# START OF PAGE TEXT

American History, Combined Edition by Thomas S. Kidd
Author:Thomas S. Kidd
Language: eng
Format: epub
Publisher: B&H Publishing Group
Published: 2019-09-21T00:00:00+00:00
An Age of Invention
The rise of large-scale industrial capitalism did not focus just on the mass production of basic materials such as oil and steel but also on new inventions that revolutionized home life and communication. Some of these, like the Bessemer process in steel, vastly streamlined the production or use of existing technologies. Steady improvements in telegraph cables meant that many of the world’s cities, even beyond the United States and Europe, were connected by cable by the end of the nineteenth century. This meant that agents of global companies such as Standard Oil could use the telegraph to communicate quickly about developments on the other side of the world.
Although the telegraph remained one of the most transformative inventions in human history, the late 1800s saw the advent of the device that would replace it: the telephone. Alexander Graham Bell, a Scottish immigrant living in Boston, invented the telephone in 1876. It could convert sound waves into electrical impulses, and then back to sound on the receiving phone. Bell’s company, American Telephone and Telegraph, came to dominate the market for phones and phone services for more than a century. (In 1982, the AT&T company, under antitrust pressure from the government, agreed to let go of its regional phone service companies, setting the stage for a flowering of new telecommunications companies and technologies in the late twentieth and early twenty-first centuries.) By 1905, there were 10 million phones in service in the United States. Household telephones remained a luxury, however, and telephones often came last to homes of the rural South and to impoverished sections of major cities.

# END OF PAGE TEXT
# START OF RECORDS PROVIDED

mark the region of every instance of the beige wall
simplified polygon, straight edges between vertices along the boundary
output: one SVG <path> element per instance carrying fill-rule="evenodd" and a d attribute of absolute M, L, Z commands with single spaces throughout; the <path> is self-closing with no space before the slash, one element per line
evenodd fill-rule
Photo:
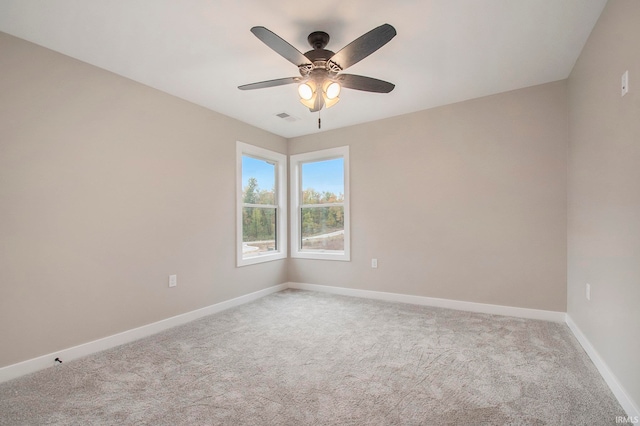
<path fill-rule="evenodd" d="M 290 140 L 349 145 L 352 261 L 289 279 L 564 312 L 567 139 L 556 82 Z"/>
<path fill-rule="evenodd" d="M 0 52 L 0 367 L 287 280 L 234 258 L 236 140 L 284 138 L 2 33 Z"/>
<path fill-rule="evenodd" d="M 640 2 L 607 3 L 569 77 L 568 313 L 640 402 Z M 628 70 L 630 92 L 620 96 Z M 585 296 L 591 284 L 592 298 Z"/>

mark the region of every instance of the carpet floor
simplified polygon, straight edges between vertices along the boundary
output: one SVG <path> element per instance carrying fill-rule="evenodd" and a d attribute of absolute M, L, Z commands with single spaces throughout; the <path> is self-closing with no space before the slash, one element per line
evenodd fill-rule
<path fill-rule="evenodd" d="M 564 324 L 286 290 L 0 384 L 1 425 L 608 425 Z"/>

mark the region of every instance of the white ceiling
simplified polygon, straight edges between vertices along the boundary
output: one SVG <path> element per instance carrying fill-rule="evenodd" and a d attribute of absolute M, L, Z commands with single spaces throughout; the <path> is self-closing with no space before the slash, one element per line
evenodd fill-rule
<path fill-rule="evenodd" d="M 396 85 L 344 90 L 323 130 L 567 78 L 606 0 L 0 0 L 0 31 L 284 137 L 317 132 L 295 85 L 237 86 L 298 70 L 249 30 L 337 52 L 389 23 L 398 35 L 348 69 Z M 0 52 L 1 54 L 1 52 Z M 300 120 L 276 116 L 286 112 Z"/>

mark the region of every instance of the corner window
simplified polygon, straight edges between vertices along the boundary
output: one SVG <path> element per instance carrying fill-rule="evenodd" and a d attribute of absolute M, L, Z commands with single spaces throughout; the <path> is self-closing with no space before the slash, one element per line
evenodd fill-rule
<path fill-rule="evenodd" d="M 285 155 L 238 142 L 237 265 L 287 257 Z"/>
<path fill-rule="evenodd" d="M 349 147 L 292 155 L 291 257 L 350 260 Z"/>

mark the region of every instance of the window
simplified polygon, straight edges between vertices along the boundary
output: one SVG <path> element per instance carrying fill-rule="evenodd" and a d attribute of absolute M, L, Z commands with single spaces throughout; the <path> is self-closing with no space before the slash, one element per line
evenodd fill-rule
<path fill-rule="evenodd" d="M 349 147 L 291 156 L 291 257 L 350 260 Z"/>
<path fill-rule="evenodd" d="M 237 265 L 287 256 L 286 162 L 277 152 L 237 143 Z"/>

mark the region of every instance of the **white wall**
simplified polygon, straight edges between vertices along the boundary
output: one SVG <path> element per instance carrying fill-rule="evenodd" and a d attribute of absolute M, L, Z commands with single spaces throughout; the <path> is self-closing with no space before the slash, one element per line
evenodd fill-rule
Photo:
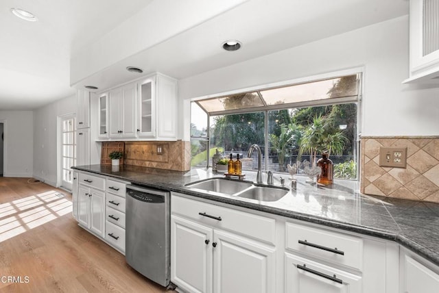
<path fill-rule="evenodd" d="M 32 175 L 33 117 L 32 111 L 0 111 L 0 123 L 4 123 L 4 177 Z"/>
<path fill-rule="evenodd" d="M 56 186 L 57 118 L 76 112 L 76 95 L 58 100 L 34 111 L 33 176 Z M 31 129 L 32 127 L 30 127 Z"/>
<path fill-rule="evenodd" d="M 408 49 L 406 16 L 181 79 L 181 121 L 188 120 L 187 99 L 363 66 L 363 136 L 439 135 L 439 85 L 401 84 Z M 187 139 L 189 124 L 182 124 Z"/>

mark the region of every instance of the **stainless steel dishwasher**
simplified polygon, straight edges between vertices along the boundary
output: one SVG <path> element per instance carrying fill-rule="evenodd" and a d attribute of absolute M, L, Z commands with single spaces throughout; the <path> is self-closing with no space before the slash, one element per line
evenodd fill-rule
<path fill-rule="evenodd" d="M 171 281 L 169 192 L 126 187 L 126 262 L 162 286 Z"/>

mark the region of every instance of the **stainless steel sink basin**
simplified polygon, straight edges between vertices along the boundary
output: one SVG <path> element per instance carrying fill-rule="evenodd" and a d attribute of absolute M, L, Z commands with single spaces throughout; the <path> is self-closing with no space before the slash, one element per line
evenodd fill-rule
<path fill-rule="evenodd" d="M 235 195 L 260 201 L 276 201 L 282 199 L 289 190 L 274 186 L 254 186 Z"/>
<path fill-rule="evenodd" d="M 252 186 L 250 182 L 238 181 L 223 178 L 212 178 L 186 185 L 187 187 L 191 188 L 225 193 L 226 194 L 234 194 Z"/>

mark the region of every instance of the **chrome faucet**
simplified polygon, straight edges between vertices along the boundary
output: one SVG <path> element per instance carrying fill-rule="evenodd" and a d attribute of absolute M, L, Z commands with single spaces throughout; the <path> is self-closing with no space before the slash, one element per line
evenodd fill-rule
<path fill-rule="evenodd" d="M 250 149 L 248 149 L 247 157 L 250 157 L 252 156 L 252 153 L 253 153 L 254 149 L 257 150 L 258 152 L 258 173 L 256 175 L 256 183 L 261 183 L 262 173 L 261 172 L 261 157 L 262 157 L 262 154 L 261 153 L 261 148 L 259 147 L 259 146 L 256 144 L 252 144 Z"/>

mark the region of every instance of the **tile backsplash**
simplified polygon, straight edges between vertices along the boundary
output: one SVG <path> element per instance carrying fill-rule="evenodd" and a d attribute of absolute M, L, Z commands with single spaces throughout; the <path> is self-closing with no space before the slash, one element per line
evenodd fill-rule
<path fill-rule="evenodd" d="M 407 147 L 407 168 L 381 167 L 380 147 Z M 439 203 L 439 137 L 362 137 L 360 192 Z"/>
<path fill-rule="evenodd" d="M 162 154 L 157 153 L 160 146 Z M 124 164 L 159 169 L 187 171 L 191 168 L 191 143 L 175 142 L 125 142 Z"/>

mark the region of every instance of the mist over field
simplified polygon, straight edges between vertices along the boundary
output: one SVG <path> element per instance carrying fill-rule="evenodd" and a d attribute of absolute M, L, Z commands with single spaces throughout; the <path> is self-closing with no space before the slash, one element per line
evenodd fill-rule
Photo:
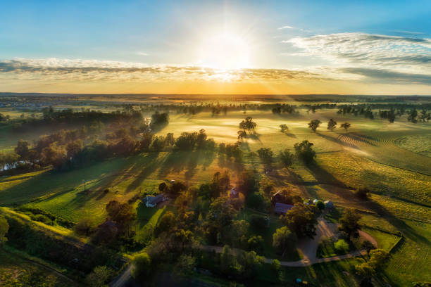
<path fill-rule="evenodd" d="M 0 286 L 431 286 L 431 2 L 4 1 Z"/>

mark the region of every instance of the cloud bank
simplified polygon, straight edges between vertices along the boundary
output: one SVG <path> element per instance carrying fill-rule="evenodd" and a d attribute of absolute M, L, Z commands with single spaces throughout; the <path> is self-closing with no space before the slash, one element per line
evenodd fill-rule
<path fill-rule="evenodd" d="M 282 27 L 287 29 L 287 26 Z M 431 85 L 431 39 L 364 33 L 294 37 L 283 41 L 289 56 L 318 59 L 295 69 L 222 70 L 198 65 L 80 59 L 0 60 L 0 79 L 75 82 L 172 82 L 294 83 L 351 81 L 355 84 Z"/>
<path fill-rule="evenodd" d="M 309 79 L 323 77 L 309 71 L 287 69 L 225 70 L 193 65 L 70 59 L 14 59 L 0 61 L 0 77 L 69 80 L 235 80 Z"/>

# END OF RECORDS PROVIDED
# START OF RECORDS PROVIDED

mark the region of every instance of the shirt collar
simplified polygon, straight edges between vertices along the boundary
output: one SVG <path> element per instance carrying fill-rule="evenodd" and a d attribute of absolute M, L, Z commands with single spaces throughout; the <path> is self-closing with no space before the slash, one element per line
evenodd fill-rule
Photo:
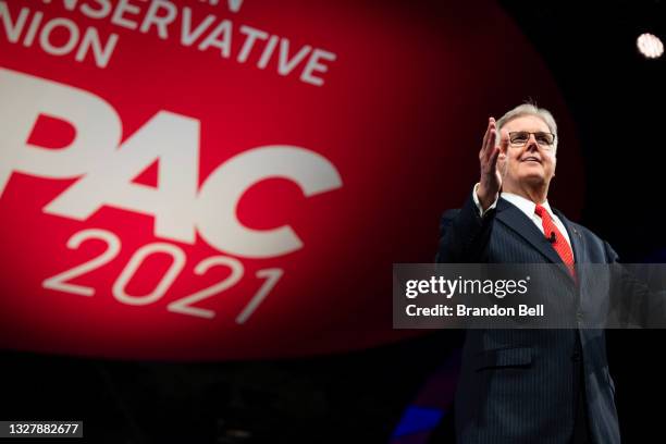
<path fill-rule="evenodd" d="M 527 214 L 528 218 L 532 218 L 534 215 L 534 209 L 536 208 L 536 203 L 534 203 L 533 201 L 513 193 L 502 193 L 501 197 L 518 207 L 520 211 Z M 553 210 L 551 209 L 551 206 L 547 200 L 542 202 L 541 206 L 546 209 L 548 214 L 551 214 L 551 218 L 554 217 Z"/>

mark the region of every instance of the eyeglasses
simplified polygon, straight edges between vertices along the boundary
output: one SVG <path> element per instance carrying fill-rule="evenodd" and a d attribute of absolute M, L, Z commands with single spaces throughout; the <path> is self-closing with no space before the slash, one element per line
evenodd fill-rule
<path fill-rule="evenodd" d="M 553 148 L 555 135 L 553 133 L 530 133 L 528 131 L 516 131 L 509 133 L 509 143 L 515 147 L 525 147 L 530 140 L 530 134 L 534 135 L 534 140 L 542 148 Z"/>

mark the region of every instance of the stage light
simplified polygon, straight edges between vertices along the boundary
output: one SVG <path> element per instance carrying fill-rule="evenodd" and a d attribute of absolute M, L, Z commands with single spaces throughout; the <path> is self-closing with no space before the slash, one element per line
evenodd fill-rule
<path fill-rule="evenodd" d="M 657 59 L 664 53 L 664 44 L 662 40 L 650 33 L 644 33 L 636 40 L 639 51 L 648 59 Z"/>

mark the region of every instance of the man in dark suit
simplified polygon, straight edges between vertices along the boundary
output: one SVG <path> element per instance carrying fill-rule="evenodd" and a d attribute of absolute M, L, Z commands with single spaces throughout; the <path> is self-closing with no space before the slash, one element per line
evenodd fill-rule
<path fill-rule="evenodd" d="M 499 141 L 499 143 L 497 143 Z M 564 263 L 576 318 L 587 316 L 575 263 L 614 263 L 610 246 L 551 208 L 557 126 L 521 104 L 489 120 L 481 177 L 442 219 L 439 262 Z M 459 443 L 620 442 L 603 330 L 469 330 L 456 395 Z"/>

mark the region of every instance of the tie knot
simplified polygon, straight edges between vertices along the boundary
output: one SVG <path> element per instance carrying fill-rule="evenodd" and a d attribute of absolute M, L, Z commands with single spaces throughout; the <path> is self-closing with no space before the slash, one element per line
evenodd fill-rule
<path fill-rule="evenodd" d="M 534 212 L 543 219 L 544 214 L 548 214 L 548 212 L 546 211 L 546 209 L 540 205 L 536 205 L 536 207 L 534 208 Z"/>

# END OF RECORDS PROVIDED
# START OF RECORDS PROVIDED

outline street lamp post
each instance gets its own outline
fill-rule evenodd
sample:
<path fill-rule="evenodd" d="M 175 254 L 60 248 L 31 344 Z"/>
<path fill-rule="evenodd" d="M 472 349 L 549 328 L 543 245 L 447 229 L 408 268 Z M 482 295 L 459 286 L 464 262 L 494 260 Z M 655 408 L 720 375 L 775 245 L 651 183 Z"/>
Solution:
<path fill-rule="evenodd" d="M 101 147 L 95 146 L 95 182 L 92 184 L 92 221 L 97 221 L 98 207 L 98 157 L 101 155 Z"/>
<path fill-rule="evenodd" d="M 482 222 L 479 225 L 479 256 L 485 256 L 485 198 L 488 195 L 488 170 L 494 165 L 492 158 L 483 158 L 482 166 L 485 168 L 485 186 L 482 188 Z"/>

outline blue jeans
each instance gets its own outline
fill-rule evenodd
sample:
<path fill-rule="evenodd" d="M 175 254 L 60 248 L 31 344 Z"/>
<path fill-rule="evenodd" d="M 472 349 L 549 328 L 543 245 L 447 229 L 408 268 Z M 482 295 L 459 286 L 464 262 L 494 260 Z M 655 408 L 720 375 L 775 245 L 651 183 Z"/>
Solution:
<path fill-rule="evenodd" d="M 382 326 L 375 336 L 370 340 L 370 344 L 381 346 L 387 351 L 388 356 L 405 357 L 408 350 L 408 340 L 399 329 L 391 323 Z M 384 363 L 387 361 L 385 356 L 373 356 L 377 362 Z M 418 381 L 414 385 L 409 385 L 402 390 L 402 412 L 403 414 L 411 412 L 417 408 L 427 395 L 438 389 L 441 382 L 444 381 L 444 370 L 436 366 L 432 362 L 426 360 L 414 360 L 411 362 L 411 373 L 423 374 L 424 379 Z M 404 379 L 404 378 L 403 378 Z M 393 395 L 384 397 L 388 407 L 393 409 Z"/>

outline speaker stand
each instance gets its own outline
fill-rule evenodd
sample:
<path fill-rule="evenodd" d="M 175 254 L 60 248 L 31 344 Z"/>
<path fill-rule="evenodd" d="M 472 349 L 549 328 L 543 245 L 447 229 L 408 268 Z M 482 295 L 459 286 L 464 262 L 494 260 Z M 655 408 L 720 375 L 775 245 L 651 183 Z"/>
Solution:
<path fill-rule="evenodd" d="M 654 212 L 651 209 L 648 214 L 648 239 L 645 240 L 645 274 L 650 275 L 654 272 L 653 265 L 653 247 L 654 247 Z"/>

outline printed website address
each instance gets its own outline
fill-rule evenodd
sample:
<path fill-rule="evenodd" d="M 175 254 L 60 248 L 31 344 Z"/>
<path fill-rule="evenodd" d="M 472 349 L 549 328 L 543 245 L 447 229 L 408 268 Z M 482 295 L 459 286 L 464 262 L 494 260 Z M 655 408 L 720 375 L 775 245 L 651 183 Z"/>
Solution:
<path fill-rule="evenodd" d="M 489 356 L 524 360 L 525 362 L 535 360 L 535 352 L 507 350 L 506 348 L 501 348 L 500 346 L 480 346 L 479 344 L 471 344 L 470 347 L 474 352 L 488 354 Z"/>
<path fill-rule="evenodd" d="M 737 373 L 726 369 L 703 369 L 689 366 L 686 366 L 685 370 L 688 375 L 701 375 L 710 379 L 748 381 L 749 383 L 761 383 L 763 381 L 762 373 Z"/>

# END OF RECORDS PROVIDED

WHAT YOU NEED TO DO - Continue the passage on the age of invention, starting right after its last sentence. The listing has no connection to the passage on the age of invention.

REPLY -
Thomas Edison is rightly known as one of America’s greatest inventors. Perhaps his most transformative invention was the electric lightbulb, or incandescent lamp. He also developed a sophisticated system for delivering electrical current to homes and businesses, to make lights and other electric-powered goods usable. Edison’s company opened the coal-fired Pearl Street power station in New York City in 1882, the same year he opened a hydroelectric station in Appleton, Wisconsin. By 1900, thousands of power stations were illuminating about 2 million electric lights across the nation. Electrical power and light revolutionized everything from the urban environment, especially at night, to the working capacity of factories.
Electrification came first to the homes of wealthy urbanites; by 1907, only 8 percent of homes were running on electricity. But that number went up steadily to 68 percent of American homes in 1930. As part of the New Deal in the 1930s, President Franklin Roosevelt established initiatives promoting rural electrification. As was so often the case, the poor and those in rural areas were the last to benefit from these technological changes. The electrification of homes created a new market not only for lightbulbs, but for domestic appliances, such as irons, toasters, electric clocks, vacuum cleaners, and washing machines. Later came refrigerators, stoves, and electrical heaters.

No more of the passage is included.